# Compiti dell'esercizio
1) Nel testo sul recupero dei quadri della Collegiata di Santa Sofia, quanti ducati si impegnò a versare alla chiesa Orazio de Blasio?
2) Modifica il testo sui quadri della Collegiata di Santa Sofia, da "Pacecco de Rosa nacque" a "caravaggesco allora imperante.", mettendo "padre adottivo" al posto di "patrigno".
3) Riprendi il testo sui quadri della Collegiata di Santa Sofia e continualo dopo la sua ultima frase.

Recupero quadri della Chiesa Collegiata di Santa Sofia

Recupero quadri della Chiesa Collegiata di Santa Sofia




Racconta Agostino Basile nelle sue Memorie Istoriche della Terra di Giugliano, pubblicate a Napoli nell’anno 1800, che nel 1622, avendo i giuglianesi appreso la notizia che nella cittadina di Sora si custodiva il corpo del santo martire Giuliano, «considerando la perfetta somiglianza del nome, che passa tra Giugliano e Giuliano, pensarono eleggere questo per Principal Protettore e […] inviarono colà il Reverendo D. Leonardo di Costanzo e Fra Antonio Turco della Religione di Malta per ottenere una reliquia». Fu così che «a dì 11 aprile dell’anno 1622 ottennero da Monsignor Girolamo Joannellio una buona porzione del cranio e dell’osso fucile di detto Santo. Anzi generosità di quel Prelato volle accompagnare questa reliquia con quelle ancora dei SS. Deodato Abbate Cassinese, e Romito Diacono. Giunti in Giugliano, e ricevute con universale allegrezza, […] furono li Santi Deodato, e Romito dichiarati Avvocati». Le reliquie di questi nuovi santi, ed in particolare quelle di San Giuliano, vennero quindi collocate nella Collegiata di Santa Sofia, già a quell’epoca massimo edificio di culto cittadino, insieme all’Annunziata.

Narra ancora il Basile, che quando nel 1631 una spaventosa eruzione del Vesuvio risparmiò provvidenzialmente Giugliano, i suoi abitanti, attribuito questo fatto alla miracolosa protezione di San Giuliano, decisero di edificare in suo onore, sempre nella Collegiata di Santa Sofia, un’ampia cappella votiva.

L’antico storico aggiunge poi che nel 1639 un tal dottor Orazio de Blasio acquistò dagli amministratori della Collegiata il privilegio di essere sepolto ai piedi dell’altare del santo martire, impegnandosi non solo a versare alla chiesa la ragguardevole cifra di 204 ducati, ma soprattutto a far abbellire a sue spese la cappella di San Giuliano con stucchi ed altri elementi decorativi.

Fu probabilmente in occasione di questi lavori che vennero commissionate al pittore napoletano Giovan Francesco de Rosa, detto Pacecco de Rosa,  le cinque tele raffiguranti Il martirio di Santa Sofia, Il martirio di San Giuliano, Santa Giuliana in carcere, San Deodato abate e San Romito diacono, collocate in altrettanti vani posti sulla parete del piccolo abside della cappella.

Pacecco de Rosa nacque a Napoli il 26 dicembre 1607. Suo padre, Tommaso, pittore di fede tardo-manierista, non ebbe su di lui una particolare influenza, dal momento che morì nel 1610, quando il figlio aveva appena tre anni. Nel 1612 la madre del de Rosa si risposò con Filippo Vitale, uno dei pittori più importanti della Napoli di inizio Seicento, il quale prese a bottega sia il giovane Pacecco che la sorella Diana, anch’essa poi divenuta pittrice.

L’influenza del patrigno risultò particolarmente significativa nella formazione del linguaggio artistico di Pacecco, anche se molto più importante fu il suo alunnato presso il grande Massimo Stanzione, dal quale egli prese svariati modelli e da cui evinse un certo classicismo che lo portò a smorzare il naturalismo di stampo caravaggesco allora imperante.

# Dati archiviati
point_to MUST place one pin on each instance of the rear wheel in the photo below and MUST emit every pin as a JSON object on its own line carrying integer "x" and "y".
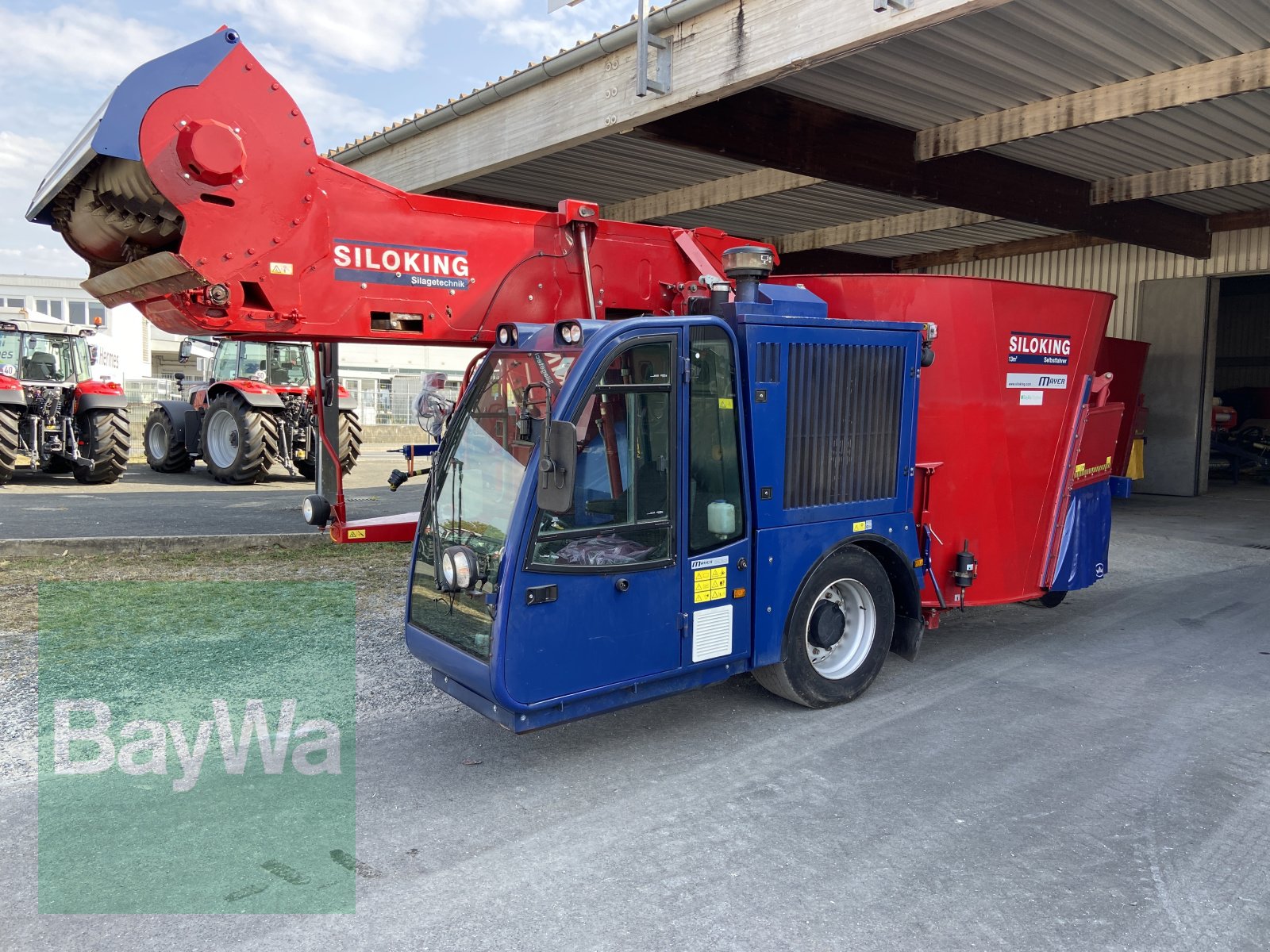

# Risposte in ordine
1) 204 ducati.

2)
Pacecco de Rosa nacque a Napoli il 26 dicembre 1607. Suo padre, Tommaso, pittore di fede tardo-manierista, non ebbe su di lui una particolare influenza, dal momento che morì nel 1610, quando il figlio aveva appena tre anni. Nel 1612 la madre del de Rosa si risposò con Filippo Vitale, uno dei pittori più importanti della Napoli di inizio Seicento, il quale prese a bottega sia il giovane Pacecco che la sorella Diana, anch’essa poi divenuta pittrice.

L’influenza del padre adottivo risultò particolarmente significativa nella formazione del linguaggio artistico di Pacecco, anche se molto più importante fu il suo alunnato presso il grande Massimo Stanzione, dal quale egli prese svariati modelli e da cui evinse un certo classicismo che lo portò a smorzare il naturalismo di stampo caravaggesco allora imperante.

3)
Di grande importanza per lui fu anche la frequentazione col pittore bolognese Domenichino, attivo a Napoli dal 1631, dal quale mutuò il gusto acceso del colore.

La varietà dei maestri a cui si ispirò o con cui collaborò, portò Pacecco de Rosa a divenire presto il più convinto seguace partenopeo del filone classicistico di stampo romano; cosa che gli permise di riscuotere un grande successo tra i collezionisti del suo tempo e di vendere i suoi quadri a cifre assolutamente ragguardevoli.

Divenuto titolare di una rinomata bottega, negli ultimi anni della sua vita egli riuscì, proprio grazie ai suoi allievi, ad esportare la sua maniera pittorica anche fuori da Napoli, in maniera particolare in Puglia, dove ancora oggi si custodiscono numerose opere che recano la sua impronta. Stando poi a quanto attestano le fonti documentarie, morì a Napoli nel 1657.

I cinque dipinti di Giugliano risalgono agli anni della più stretta collaborazione col patrigno Filippo Vitale. In queste opere de Rosa adottò in maniera pienamente compiuta una tipologia composita che poi diverrà propria, fatta di figure nettamente stagliate in primo piano, rischiarate da una luce calda e diretta che le pone in rilievo rispetto ad un fondo spesso ambrato, dal quale vengono fuori poi gli altri personaggi di contorno.

È questo il caso del Santa Giuliana in carcere, dove la santa spicca su di un sfondo buio dal quale emergono minacciose le mani e gli occhi del demonio. Pacecco de Rosa, infatti, nel realizzare questo dipinto si attenne fedelmente alla tradizione agiografica, che voleva la giovane martire inutilmente tentata in carcere dal diavolo.

Echi della grande pittura di Mattia Preti e di Massimo Stanzione si ritrovano nel Martirio di San Giuliano. L’esigenza di ambientare la scena in un luogo aperto, secondo il dettato delle fonti agiografiche, unita anche alla necessità di rendere chiaramente visibili le figure del carnefice e di due testimoni, spinse il de Rosa ad utilizzare in questa tela una luce più diffusa e più calda, che fa splendere il mantello porpora che avvolge il santo. A riprova di quanto importante sia la figura di Pacecco de Rosa nella storia dell’arte del XVII secolo, è significativo evidenziare come la figura del carnefice del quadro giuglianese altro non sia che la copia di quella dell’infanticida in primo piano che compare nella Strage degli Innocenti, sempre di Pacecco, esposta al Philadelphia Museum of Art. Il volto di San Giuliano riprende invece quello dell’apostolo Giovanni in un altro suo quadro: l’Assunzione della Vergine, che si trova al North Carolina Museum of Art.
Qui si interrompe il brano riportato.